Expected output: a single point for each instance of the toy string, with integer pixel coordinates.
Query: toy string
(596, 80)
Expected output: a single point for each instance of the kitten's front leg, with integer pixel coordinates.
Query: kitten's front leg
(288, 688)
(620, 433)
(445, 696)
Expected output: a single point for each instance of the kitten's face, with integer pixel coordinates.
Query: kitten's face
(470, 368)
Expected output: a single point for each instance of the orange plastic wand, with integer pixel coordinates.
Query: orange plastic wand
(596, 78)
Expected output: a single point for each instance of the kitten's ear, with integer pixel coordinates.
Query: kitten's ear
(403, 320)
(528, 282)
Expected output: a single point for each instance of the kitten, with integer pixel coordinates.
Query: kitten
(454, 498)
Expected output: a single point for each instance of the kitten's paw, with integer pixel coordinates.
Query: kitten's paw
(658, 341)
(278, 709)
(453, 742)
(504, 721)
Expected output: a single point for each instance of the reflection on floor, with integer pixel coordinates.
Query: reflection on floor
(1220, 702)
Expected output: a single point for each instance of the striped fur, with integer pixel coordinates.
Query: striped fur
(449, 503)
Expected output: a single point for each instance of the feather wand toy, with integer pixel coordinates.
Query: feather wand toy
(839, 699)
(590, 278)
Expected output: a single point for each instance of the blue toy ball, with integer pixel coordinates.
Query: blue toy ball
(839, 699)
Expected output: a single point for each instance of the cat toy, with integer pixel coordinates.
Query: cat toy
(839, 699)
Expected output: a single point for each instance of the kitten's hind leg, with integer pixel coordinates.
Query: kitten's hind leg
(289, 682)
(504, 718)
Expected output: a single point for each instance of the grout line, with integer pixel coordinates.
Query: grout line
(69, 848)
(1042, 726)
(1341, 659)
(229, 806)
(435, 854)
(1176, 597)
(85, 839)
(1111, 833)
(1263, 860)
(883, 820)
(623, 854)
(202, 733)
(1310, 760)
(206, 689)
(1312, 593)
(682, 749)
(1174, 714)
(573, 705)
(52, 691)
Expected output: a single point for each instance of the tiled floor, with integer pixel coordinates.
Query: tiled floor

_ _ _ _ _

EXERCISE AIM »
Quote the data above word for word, from the first line to the last.

SOLVED EXERCISE »
Expected output: a single point for each instance of the toy string, with integer pixel coordinates.
Query: toy string
(596, 80)
Expected output: a single point for each instance of the kitten's front leg, with integer pixel coordinates.
Query: kitten's front leg
(288, 688)
(620, 433)
(445, 696)
Expected output: a single point for each instance of the kitten's face, with integer pixel coordinates.
Query: kitten's face
(470, 368)
Expected output: a single point for each instance of the orange plastic wand, with integer pixel coordinates.
Query: orange plastic wand
(596, 78)
Expected output: a single point for each instance of the kitten's ear, with integer pixel coordinates.
Query: kitten's ear
(403, 320)
(528, 282)
Expected output: a single point for each instance of the kitten, with integer pixel coordinates.
Query: kitten
(454, 498)
Expected output: a single point for each instance of the kitten's paw, with integer pixel coordinates.
Query: kitten's paw
(658, 341)
(278, 709)
(453, 742)
(504, 721)
Expected output: a single point for each instance of the reflection on floor, with integer pixel coordinates.
Query: reflection on floor
(1220, 702)
Expected output: a single point for each instance of the striped fur, with integer pixel coordinates.
Query: striped fur
(449, 503)
Expected output: a single point for each instance of the feather wand toy, with integer pixel coordinates.
Query: feather wand toy
(839, 699)
(590, 278)
Expected output: a single point for each instance of the blue toy ball, with integer pixel coordinates.
Query: blue toy ball
(839, 699)
Expected output: a single point for each instance of the cat toy, with integer pixel coordinates.
Query: cat toy
(839, 699)
Expected output: a single point for each instance of the kitten's hind leg, with integer pixel coordinates.
Query: kitten's hind leg
(289, 682)
(504, 718)
Expected output: a single point for each instance of the grout line, with integer pixel coordinates.
Query: grout line
(69, 848)
(1042, 726)
(1341, 659)
(229, 806)
(435, 854)
(1176, 597)
(85, 839)
(1111, 833)
(1263, 860)
(883, 820)
(623, 854)
(202, 733)
(1310, 760)
(206, 689)
(1312, 593)
(682, 749)
(1174, 714)
(573, 705)
(52, 691)
Expected output: a single point for each instance of the tiled floor, with integer pixel coordinates.
Query: tiled floor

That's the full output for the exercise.